Task brief:
Word for word, transcribe the data below from the line with "Target: green grass lawn" to the line with "Mark one point per instance of the evergreen", keeping both of those lines.

Data:
+ + +
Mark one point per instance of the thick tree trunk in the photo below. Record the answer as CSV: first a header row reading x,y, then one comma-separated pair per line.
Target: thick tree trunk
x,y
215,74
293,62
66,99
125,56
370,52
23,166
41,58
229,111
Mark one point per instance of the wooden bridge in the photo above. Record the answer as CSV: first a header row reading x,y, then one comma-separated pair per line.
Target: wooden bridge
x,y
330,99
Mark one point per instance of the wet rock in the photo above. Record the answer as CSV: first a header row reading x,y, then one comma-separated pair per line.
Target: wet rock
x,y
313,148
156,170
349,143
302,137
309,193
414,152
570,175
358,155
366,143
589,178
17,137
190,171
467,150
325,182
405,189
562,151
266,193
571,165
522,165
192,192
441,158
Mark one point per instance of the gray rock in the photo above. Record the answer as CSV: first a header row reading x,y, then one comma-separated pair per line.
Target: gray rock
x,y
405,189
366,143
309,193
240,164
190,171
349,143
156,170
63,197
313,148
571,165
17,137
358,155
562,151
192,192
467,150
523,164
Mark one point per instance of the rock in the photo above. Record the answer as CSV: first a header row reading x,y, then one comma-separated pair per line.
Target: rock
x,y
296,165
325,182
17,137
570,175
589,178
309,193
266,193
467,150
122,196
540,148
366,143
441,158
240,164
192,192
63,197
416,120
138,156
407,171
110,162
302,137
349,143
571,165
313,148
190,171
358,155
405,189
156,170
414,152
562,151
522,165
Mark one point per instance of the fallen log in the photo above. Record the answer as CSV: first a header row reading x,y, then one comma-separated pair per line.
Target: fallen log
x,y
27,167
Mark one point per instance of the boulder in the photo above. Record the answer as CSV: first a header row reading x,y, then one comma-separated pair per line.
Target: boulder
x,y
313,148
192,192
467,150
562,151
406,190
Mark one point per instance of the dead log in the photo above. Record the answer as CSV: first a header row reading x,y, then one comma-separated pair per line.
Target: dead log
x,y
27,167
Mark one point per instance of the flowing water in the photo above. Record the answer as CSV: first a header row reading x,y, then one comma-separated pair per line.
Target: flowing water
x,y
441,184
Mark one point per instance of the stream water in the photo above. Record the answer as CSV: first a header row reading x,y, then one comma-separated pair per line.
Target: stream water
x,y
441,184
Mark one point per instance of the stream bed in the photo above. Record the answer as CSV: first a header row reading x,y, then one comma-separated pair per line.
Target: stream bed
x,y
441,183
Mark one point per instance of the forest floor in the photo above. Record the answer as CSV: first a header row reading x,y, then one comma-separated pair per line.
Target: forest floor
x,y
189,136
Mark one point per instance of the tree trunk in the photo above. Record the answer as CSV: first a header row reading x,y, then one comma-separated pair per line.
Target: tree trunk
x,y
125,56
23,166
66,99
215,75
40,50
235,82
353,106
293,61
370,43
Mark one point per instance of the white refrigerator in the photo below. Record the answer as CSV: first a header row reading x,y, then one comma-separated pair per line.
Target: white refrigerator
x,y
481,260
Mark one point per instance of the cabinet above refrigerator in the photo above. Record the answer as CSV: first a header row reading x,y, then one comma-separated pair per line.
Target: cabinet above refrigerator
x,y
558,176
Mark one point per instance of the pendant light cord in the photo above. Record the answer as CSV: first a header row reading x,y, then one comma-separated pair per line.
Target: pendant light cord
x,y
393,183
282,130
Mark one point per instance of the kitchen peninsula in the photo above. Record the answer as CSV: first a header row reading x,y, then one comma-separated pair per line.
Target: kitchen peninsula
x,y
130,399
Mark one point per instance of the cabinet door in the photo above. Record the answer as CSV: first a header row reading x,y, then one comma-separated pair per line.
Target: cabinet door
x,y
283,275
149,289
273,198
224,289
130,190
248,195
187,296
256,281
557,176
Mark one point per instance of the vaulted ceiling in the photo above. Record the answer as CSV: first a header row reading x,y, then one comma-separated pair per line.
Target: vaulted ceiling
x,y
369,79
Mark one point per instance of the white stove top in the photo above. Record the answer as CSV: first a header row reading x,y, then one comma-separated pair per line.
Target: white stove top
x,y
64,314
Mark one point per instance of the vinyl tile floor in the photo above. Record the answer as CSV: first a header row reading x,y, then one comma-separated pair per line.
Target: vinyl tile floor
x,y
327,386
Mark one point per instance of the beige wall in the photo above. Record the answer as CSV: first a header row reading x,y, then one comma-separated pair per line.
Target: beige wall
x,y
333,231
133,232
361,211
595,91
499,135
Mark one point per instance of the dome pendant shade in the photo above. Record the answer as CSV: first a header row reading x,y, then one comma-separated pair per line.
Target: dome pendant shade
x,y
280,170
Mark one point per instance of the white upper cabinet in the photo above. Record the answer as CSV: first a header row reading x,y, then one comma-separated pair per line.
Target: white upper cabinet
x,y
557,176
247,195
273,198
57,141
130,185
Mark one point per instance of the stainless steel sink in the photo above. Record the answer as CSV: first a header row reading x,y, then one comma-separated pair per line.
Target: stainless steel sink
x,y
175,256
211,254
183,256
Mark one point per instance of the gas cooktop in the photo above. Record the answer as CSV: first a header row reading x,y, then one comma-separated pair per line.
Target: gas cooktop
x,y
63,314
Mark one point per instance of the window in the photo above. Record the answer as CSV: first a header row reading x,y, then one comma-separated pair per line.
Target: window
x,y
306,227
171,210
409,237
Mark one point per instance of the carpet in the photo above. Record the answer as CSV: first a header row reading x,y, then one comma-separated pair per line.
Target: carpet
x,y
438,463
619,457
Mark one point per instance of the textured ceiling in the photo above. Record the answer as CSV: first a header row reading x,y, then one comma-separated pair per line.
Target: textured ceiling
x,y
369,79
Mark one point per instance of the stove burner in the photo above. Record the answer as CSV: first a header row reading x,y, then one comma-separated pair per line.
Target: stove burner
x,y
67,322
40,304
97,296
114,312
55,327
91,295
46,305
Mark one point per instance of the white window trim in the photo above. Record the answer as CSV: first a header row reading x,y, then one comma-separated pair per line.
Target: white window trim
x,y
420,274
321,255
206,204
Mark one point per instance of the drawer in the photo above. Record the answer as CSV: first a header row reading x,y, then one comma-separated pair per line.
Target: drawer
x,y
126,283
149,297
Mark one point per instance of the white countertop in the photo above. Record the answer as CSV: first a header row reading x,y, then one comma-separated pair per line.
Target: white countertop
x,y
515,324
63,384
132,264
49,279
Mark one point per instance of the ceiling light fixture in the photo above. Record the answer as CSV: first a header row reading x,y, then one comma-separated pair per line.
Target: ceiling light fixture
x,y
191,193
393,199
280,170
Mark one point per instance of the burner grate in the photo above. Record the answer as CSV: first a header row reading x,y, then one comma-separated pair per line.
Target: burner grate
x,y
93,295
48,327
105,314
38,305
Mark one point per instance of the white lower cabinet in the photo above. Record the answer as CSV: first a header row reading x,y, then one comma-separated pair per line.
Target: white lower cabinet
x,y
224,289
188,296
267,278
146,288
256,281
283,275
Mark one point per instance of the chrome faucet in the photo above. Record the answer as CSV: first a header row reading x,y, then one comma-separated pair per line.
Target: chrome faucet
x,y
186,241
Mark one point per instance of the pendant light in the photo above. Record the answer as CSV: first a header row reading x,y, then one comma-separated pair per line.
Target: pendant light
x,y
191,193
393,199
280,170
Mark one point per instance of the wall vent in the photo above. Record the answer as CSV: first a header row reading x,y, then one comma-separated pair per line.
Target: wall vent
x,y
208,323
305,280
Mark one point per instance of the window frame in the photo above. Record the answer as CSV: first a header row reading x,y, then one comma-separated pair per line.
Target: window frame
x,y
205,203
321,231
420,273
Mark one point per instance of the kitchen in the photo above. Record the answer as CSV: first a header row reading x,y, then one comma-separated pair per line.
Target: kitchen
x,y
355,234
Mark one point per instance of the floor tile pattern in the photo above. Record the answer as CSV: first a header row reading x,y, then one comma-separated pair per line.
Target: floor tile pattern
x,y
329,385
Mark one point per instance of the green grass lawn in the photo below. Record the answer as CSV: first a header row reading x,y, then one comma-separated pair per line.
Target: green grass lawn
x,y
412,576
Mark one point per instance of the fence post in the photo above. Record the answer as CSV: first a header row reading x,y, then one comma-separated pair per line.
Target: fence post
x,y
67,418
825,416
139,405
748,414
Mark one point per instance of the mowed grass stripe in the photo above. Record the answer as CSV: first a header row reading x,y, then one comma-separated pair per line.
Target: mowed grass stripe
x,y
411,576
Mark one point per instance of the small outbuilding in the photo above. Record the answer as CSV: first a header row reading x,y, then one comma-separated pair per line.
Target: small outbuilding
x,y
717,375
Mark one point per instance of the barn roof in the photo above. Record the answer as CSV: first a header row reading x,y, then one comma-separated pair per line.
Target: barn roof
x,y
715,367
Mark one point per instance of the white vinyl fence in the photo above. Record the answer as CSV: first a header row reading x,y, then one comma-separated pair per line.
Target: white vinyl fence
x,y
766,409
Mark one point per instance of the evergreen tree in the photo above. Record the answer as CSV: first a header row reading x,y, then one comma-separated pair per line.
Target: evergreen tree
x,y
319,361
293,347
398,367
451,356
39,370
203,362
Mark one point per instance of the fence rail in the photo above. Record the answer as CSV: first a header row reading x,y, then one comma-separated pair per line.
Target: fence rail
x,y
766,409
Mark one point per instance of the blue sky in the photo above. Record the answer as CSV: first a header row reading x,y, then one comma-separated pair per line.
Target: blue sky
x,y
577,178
+ + +
Answer for the task:
Target: green grass lawn
x,y
412,576
Mark one point per instance of the fence post in the photo above. Record the answer as CSV: first a header row reading x,y, then one comma-separated pair per line.
Target: fence post
x,y
67,418
825,416
139,405
748,414
Mark one point per instance of the mowed grass stripe in the photo above. Record the answer as CSV: first a header row reading x,y, then one comma-separated pair per line.
Target: mowed grass stripe
x,y
411,576
Mark one point per instance of the small outbuilding in the photo above. Record the answer as CSV: first a header row reading x,y, then one comma-separated pair per line.
Target: small outbuilding
x,y
717,375
Mark one point per instance of the barn roof in the photo above. Record the answer as CSV: first a header row reading x,y, then one comma-separated pair per line.
Target: barn roof
x,y
715,367
Mark one point per instance of the white vinyl fence in the photo above. Record the answer as CSV: first a header row reading x,y, then one comma-separated pair per line.
Target: white vinyl fence
x,y
766,409
Mark one point per instance of the evergreen tree in the photo above. Record the answer as CSV: first a header row reading x,y, then one comma-separated pair per line.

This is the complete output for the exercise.